GIVEN PROBLEM 1
Can you copy the post about online viewing rooms from "Tuesday, May 26, 2020" up to and including "being a jerk.", word for word?
GIVEN PROBLEM 2
Which lines in the rows contain the string "with"? Case counts; list each matching line in full.

QUOTED TEXT
*****
Tuesday, May 26, 2020

Online Viewing Room versus My Living Room (Two Works by Some Guy Named Ray)

I saw a post by Jerry Saltz last week on Instagram. It was a hypothetical email. “To: The Art World; Subject: When I hear the words online viewing room” I remove the safety from my mental revolver" The body of the email just said: “It is a website.”

Earlier that morning, flipping though the newest issue of ARTFORUM, I looked at the phrase Online Viewing Room and was struck by the absurdity of it. It’s a website, I thought. Then I thought maybe I was just being a jerk. 

If I am a jerk, so is Jerry Saltz. We are probably both jerks.
*****
LISTING
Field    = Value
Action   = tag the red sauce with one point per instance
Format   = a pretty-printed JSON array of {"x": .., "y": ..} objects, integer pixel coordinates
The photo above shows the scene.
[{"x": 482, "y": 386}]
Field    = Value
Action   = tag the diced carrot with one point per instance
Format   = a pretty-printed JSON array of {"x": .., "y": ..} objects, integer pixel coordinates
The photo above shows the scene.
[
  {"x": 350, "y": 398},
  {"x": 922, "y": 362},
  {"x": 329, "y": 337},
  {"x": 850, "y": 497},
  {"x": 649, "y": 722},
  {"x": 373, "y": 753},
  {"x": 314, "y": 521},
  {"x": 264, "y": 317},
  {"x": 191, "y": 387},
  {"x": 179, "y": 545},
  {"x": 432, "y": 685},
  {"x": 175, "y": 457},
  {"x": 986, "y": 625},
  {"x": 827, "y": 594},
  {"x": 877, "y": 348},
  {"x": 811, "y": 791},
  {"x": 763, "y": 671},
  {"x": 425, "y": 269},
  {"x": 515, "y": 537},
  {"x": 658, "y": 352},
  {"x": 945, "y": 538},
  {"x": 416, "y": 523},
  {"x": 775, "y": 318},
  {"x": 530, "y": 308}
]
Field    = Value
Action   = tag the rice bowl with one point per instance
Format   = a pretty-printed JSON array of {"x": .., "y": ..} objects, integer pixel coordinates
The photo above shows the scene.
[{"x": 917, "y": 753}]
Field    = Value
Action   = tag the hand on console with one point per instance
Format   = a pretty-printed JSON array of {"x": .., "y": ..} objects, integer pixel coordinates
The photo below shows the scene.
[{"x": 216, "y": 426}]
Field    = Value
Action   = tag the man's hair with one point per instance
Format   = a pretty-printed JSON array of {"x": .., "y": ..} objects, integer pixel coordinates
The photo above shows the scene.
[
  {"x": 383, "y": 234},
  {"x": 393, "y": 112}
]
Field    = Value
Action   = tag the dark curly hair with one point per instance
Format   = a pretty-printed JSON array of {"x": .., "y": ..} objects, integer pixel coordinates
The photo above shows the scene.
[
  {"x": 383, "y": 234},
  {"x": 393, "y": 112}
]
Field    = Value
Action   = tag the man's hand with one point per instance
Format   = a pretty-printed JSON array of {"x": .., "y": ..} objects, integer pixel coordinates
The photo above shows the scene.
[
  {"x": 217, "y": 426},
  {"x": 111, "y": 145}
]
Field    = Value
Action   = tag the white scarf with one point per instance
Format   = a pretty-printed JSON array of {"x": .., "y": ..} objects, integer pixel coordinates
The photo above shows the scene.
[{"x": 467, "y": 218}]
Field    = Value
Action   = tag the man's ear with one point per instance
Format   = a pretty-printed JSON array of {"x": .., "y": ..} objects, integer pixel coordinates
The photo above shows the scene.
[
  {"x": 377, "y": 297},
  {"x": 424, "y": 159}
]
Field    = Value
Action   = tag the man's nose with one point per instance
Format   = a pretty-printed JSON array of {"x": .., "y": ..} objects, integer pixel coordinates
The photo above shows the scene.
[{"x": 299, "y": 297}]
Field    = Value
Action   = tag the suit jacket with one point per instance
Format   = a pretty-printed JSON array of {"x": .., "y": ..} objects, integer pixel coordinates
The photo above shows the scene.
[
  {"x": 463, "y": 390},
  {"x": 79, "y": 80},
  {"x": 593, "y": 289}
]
*****
FULL ANSWER 1
Tuesday, May 26, 2020

Online Viewing Room versus My Living Room (Two Works by Some Guy Named Ray)

I saw a post by Jerry Saltz last week on Instagram. It was a hypothetical email. “To: The Art World; Subject: When I hear the words online viewing room” I remove the safety from my mental revolver" The body of the email just said: “It is a website.”

Earlier that morning, flipping though the newest issue of ARTFORUM, I looked at the phrase Online Viewing Room and was struck by the absurdity of it. It’s a website, I thought. Then I thought maybe I was just being a jerk.

FULL ANSWER 2
Action   = tag the red sauce with one point per instance
Action   = tag the diced carrot with one point per instance
Action   = tag the rice bowl with one point per instance
Action   = tag the hand on console with one point per instance
Action   = tag the man's hair with one point per instance
Action   = tag the dark curly hair with one point per instance
Action   = tag the man's hand with one point per instance
Action   = tag the white scarf with one point per instance
Action   = tag the man's ear with one point per instance
Action   = tag the man's nose with one point per instance
Action   = tag the suit jacket with one point per instance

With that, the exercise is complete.